**Document segment:**
Professor Alexis Jay agreed to chair the Independent Inquiry into Child Sexual Abuse, the Jehovah’s Witnesses failed to head off the Charity Commission’s inquiry into their safeguarding practices – and we discovered the identity of …
… The Minister for Faith and Integration
Readers may be as interested as we were to learn that the faith portfolio in the new Government has been given to Lord (Nick) Bourne of Aberystwyth. A barrister and former Professor of Law at Swansea, he was appointed Parliamentary Under Secretary of State for the Wales Office in May 2015 and, additionally, Parliamentary Under Secretary of State at the Department for Communities and Local Government on 17 July 2016, where his responsibilities include faith and integration, community cohesion and racial equality. We came across the information about his appointment entirely by accident, in a report in Jewish News.

**Records for this task:**
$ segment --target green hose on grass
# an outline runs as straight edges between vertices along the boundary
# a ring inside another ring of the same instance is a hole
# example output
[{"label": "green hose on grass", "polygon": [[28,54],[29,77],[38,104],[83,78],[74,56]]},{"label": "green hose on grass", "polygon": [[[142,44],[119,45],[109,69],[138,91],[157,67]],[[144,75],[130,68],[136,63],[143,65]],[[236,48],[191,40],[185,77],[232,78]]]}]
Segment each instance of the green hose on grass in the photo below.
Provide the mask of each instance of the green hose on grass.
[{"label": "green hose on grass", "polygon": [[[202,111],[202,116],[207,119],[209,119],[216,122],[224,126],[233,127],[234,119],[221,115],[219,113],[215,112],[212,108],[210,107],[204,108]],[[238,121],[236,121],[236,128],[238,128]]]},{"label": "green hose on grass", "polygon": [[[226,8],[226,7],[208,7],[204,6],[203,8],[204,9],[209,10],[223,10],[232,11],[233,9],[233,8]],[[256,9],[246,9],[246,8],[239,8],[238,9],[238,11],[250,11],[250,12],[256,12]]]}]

**Prompt 1:** Rewrite the segmentation listing, replacing every "instance" with "object" and leaving all else unchanged.
**Prompt 2:** Carry on the passage about Lord Bourne's faith portfolio from the point where it stops.
The listing is unrelated to the text about the new faith minister.

**Final result 1:**
$ segment --target green hose on grass
# an outline runs as straight edges between vertices along the boundary
# a ring inside another ring of the same object is a hole
# example output
[{"label": "green hose on grass", "polygon": [[28,54],[29,77],[38,104],[83,78],[74,56]]},{"label": "green hose on grass", "polygon": [[[142,44],[119,45],[109,69],[138,91],[157,67]],[[144,75],[130,68],[136,63],[143,65]],[[236,48],[191,40],[185,77],[232,78]]]}]
Segment each object of the green hose on grass in the photo below.
Provide the mask of each object of the green hose on grass.
[{"label": "green hose on grass", "polygon": [[[202,111],[202,116],[207,119],[209,119],[216,122],[224,126],[233,127],[234,119],[221,115],[219,113],[215,112],[212,108],[210,107],[204,108]],[[238,121],[236,121],[236,128],[238,128]]]},{"label": "green hose on grass", "polygon": [[[226,8],[226,7],[208,7],[204,6],[203,8],[204,9],[209,10],[223,10],[232,11],[233,9],[233,8]],[[256,9],[246,9],[246,8],[239,8],[238,9],[238,11],[250,11],[250,12],[256,12]]]}]

**Final result 2:**
Charity Commission inquiry into Jehovah’s Witnesses to proceed
On Friday, Third Sector (£) reported that the Supreme Court has ruled that the Watch Tower and Bible Tract Society of Great Britain cannot prevent the Charity Commission from opening a statutory inquiry into the charity’s safeguarding practices, after the Court of Appeal had refused in Watch Tower Bible & Tract Society of Britain & Ors v The Charity Commission  EWCA Civ 154 to set aside the Commission’s decision to open the inquiry.
According to the report, the Supreme Court handed down its ruling on 11 July. In the absence of a judgment, we assume that what happened was that the Court refused the JWs permission to appeal; but the decided PTA applications lists for the period from June onwards are not yet available on the UKSC website.
Civil partnerships in Scotland
On 5 August, the Scottish Government published Review of Civil Partnership in Scotland – Analysis of Consultation Responses, prepared on its behalf by APS Group Scotland. A total of 411 responses was received, over 90 per cent of them from individual members of the public. On the burning question of the introduction of opposite-sex civil partnership, the analysis reports that 360 respondents commented – but it doesn’t tell us which was the majority view.
A British Bill of Rights: is it the long goodbye?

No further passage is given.